**Work required:**
Please answer from the opinion piece below: what did Minnesota's Task Force on Lowering Pharmaceutical Drug Costs name as its No. 1 recommendation?

**Text passage:**
○ ○ ○ ○ ○ ○ ○

In Response: Minnesota drug board would save money, lives

From the column: "This board would work like our Minnesota Public Utilities Commission to check the monopoly power of drug companies."

Bob Englehart/Cagle Cartoons

The skyrocketing prices of prescription drugs are affecting people and their families across Minnesota, regardless of where you live or your political beliefs.

A recent survey found nearly half of Minnesotans are worried about prescription-drug costs, and more than one in five residents have recently rationed prescription medicines due to cost. Skipping and rationing your prescription drugs can be deadly. Prescription drugs don’t work if you can’t afford them.

The idea that drug prices and the time it takes to produce new medicines increase in part from governance and accountability, as a March 23 commentary in the News Tribune argued, simply is not true.

As a matter of fact, most new drugs are developed by state-funded laboratories in colleges, and pharmaceutical companies buy rights to them afterwards. These innovative medicines and delivery systems are the result of significant and ongoing investment in research and development at taxpayers’ expense.

A report by the Health Care Cost Institute found that per-person spending on medicines has nearly doubled since 2016. It's not that individuals are using more medicines or that new products are particularly innovative or provide immense benefits; it’s that use is flat, and the price changes are occurring in both older and newer products. The exact same products are costing double or triple in most cases.


These price increases are for the exact same medicines and devices that have been around for decades.

Additionally, pharmaceutical companies spend far more on advertising and marketing than they do on research and development. For example, Sanofi spent $9.1 billion on sales and marketing in 2013 alone, compared to Eli Lilly’s spending of $5.7 billion on sales and marketing.

We need to do more to bring down costs and rein in excessive price increases by greedy pharmaceutical companies. Thankfully, there are solutions. Minnesota recently brought together patients, experts, and bipartisan legislators to form a nationally awarded Task Force on Lowering Pharmaceutical Drug Costs.

That task force’s No. 1 recommendation was establishing a Prescription Drug Affordability Board to serve as a watchdog and set upper payment limits for high-cost drugs. This board would work like our Minnesota Public Utilities Commission to check the monopoly power of drug companies. Initial estimates are that these measures could lower some drug costs by 25% to 70%, saving patients thousands of dollars a year, which, in turn, could save lives.

I urge lawmakers to side with Minnesotans, not Big Pharma, and create a drug affordability board that would save money and lives.

Travis Paulson of Eveleth is a DFL Party organizer who ran last year to represent District 7 in the Minnesota Senate.

○ ○ ○ ○ ○ ○ ○

**Data supplied:**
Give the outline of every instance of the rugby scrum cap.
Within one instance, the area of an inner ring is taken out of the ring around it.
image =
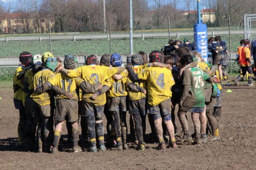
[[[50,52],[46,52],[42,55],[42,62],[44,63],[48,58],[54,57],[53,54]]]
[[[32,63],[33,56],[29,52],[23,51],[20,54],[19,59],[21,64],[26,66],[28,65],[29,64]]]
[[[156,50],[152,51],[148,56],[149,62],[163,62],[163,54],[161,51]]]
[[[138,54],[133,55],[131,57],[131,64],[133,65],[143,65],[143,57],[141,55]]]
[[[109,67],[110,65],[110,57],[111,56],[110,54],[106,54],[103,55],[100,58],[99,65]]]
[[[129,54],[127,56],[127,59],[126,60],[126,63],[127,65],[131,64],[131,57],[132,54]]]
[[[70,70],[76,68],[76,61],[75,58],[66,57],[63,62],[65,69]]]
[[[65,57],[65,58],[66,58],[67,57],[73,58],[75,60],[75,61],[76,62],[76,63],[78,62],[78,61],[77,60],[77,59],[76,58],[76,57],[72,55],[66,54],[66,55],[65,55],[65,56],[64,56],[64,57]]]
[[[90,55],[86,59],[86,65],[89,65],[91,64],[99,65],[98,58],[94,54]]]
[[[57,61],[57,60],[56,60],[55,58],[48,58],[46,62],[45,62],[45,66],[46,66],[46,67],[49,68],[52,71],[55,71],[55,69],[56,69],[56,67],[57,67],[57,65],[58,64],[58,61]]]
[[[40,54],[36,54],[33,57],[33,64],[35,64],[37,62],[42,61],[42,56]]]
[[[122,57],[118,53],[113,54],[110,58],[110,64],[113,67],[122,66]]]
[[[247,44],[250,44],[250,40],[248,39],[245,39],[244,40],[244,44],[245,45],[247,45]]]

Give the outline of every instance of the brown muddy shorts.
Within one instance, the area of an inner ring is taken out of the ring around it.
[[[212,98],[209,102],[206,102],[206,110],[212,110],[214,107],[214,103],[215,103],[216,98]]]
[[[26,113],[31,115],[33,117],[35,117],[35,113],[34,108],[35,108],[35,102],[34,100],[29,95],[27,95],[25,100],[25,107]]]
[[[149,114],[160,114],[165,115],[171,113],[172,106],[171,105],[171,98],[164,100],[156,106],[151,106],[148,105],[148,108]]]
[[[108,111],[126,111],[126,106],[128,105],[126,105],[126,96],[108,98]]]
[[[212,98],[212,88],[204,89],[204,94],[205,96],[205,103],[210,102]]]
[[[218,65],[222,64],[224,60],[224,55],[217,55],[213,58],[213,65]]]
[[[78,102],[71,99],[57,100],[54,119],[58,121],[67,120],[69,122],[78,120]]]
[[[97,118],[102,117],[104,111],[104,105],[95,105],[93,103],[86,102],[84,100],[82,100],[81,103],[81,116],[95,116],[95,117]]]
[[[51,116],[51,106],[47,105],[41,106],[38,103],[34,101],[33,112],[34,112],[34,116],[41,116],[43,117]]]
[[[137,100],[129,101],[129,113],[130,114],[140,114],[145,116],[146,109],[146,98]]]

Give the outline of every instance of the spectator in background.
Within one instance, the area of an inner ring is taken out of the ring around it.
[[[256,39],[251,43],[251,54],[253,55],[254,65],[256,64]]]
[[[212,42],[214,41],[214,37],[210,37],[208,40],[208,62],[211,64],[212,64]]]
[[[170,39],[168,42],[168,45],[166,45],[162,51],[163,52],[164,55],[169,55],[171,54],[171,53],[175,50],[174,47],[175,41],[172,39]]]

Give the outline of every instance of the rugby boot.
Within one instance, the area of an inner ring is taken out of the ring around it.
[[[170,140],[169,141],[169,144],[168,145],[168,148],[176,148],[178,147],[177,144],[176,143],[176,140],[175,139],[174,140]]]
[[[122,127],[122,139],[123,150],[128,150],[129,148],[126,144],[126,134],[127,132],[126,127]]]
[[[58,150],[58,147],[53,147],[52,148],[51,150],[51,153],[56,153]]]
[[[136,150],[145,150],[145,147],[144,144],[138,144],[135,148]]]
[[[166,149],[166,147],[164,142],[162,143],[160,143],[158,146],[157,147],[157,150],[164,150]]]
[[[97,152],[97,147],[96,147],[96,142],[90,142],[90,146],[88,150],[89,152],[91,152],[93,153],[96,153]]]
[[[237,80],[234,81],[234,84],[237,86],[239,86],[239,83],[238,83],[238,81]]]
[[[99,150],[105,152],[107,150],[107,148],[104,144],[102,144],[99,145]]]
[[[212,136],[210,137],[209,141],[220,141],[221,138],[219,136],[218,128],[212,130]]]
[[[117,138],[116,139],[116,145],[113,146],[110,149],[112,150],[123,150],[123,146],[121,140],[121,138]]]
[[[76,146],[73,147],[72,152],[76,153],[76,152],[81,152],[82,149],[79,146]]]
[[[202,141],[202,143],[206,144],[207,143],[207,135],[206,133],[205,134],[201,134],[201,140]]]
[[[37,152],[38,153],[43,152],[43,143],[42,141],[38,141]]]

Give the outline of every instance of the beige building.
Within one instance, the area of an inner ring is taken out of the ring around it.
[[[53,24],[51,22],[51,28]],[[36,14],[0,14],[1,34],[46,33],[49,32],[49,20]]]
[[[185,16],[187,16],[189,14],[192,15],[197,15],[197,11],[185,11],[183,13],[183,14]],[[215,11],[214,9],[201,10],[201,16],[204,23],[214,23],[216,20]]]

○ ○ ○ ○ ○ ○ ○

**Problem solution:**
Establishing a Prescription Drug Affordability Board to serve as a watchdog and set upper payment limits for high-cost drugs.